[START EXERCISE DATA]
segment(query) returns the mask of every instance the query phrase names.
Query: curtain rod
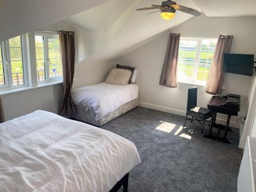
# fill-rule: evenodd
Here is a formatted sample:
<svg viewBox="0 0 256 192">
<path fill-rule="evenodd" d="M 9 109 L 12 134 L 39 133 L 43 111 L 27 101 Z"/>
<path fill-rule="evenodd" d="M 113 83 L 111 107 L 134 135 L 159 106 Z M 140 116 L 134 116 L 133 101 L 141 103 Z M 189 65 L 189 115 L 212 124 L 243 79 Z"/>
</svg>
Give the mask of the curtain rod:
<svg viewBox="0 0 256 192">
<path fill-rule="evenodd" d="M 59 34 L 59 32 L 58 31 L 45 31 L 45 30 L 34 30 L 34 31 L 36 32 L 45 32 L 45 33 L 58 33 Z M 75 32 L 74 32 L 75 33 L 76 33 Z"/>
<path fill-rule="evenodd" d="M 202 36 L 202 35 L 181 35 L 182 37 L 205 37 L 205 38 L 218 38 L 218 37 L 210 36 Z"/>
</svg>

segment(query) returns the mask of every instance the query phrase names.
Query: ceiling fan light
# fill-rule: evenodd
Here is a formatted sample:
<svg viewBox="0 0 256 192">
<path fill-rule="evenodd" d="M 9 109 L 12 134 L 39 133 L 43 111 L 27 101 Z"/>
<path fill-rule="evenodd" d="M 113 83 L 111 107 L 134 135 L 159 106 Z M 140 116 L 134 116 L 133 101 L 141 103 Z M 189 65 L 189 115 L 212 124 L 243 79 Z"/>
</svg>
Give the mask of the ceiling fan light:
<svg viewBox="0 0 256 192">
<path fill-rule="evenodd" d="M 175 16 L 175 9 L 164 9 L 161 11 L 161 16 L 165 20 L 170 20 Z"/>
</svg>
[END EXERCISE DATA]
*STATED TASK*. Transcribe the records above exactly, leaving out every picture.

*RESPONSE TO THE TASK*.
segment(query) returns the mask of every instance the query phrase names.
Query: curtain rod
# fill-rule: evenodd
Here is a formatted sample:
<svg viewBox="0 0 256 192">
<path fill-rule="evenodd" d="M 9 109 L 12 134 L 39 133 L 43 111 L 27 101 Z"/>
<path fill-rule="evenodd" d="M 113 83 L 111 107 L 134 135 L 159 106 Z M 140 116 L 134 116 L 133 101 L 141 103 Z M 189 65 L 189 115 L 212 124 L 243 79 Z"/>
</svg>
Give the mask of the curtain rod:
<svg viewBox="0 0 256 192">
<path fill-rule="evenodd" d="M 59 34 L 59 32 L 58 31 L 45 31 L 45 30 L 34 30 L 34 31 L 36 32 L 45 32 L 45 33 L 58 33 Z M 75 32 L 74 32 L 75 33 L 76 33 Z"/>
<path fill-rule="evenodd" d="M 202 36 L 202 35 L 181 35 L 182 37 L 205 37 L 205 38 L 218 38 L 218 37 L 210 36 Z"/>
</svg>

segment(query) returns the mask of every instance the query phrase names.
Query: ceiling fan light
# fill-rule: evenodd
Here is a formatted sample:
<svg viewBox="0 0 256 192">
<path fill-rule="evenodd" d="M 9 109 L 12 134 L 39 133 L 43 111 L 27 101 Z"/>
<path fill-rule="evenodd" d="M 113 83 L 111 107 L 134 135 L 159 106 Z M 140 116 L 134 116 L 133 101 L 141 103 Z M 189 65 L 189 115 L 212 124 L 243 79 Z"/>
</svg>
Give the mask of the ceiling fan light:
<svg viewBox="0 0 256 192">
<path fill-rule="evenodd" d="M 175 16 L 175 9 L 164 9 L 161 11 L 161 16 L 165 20 L 170 20 Z"/>
</svg>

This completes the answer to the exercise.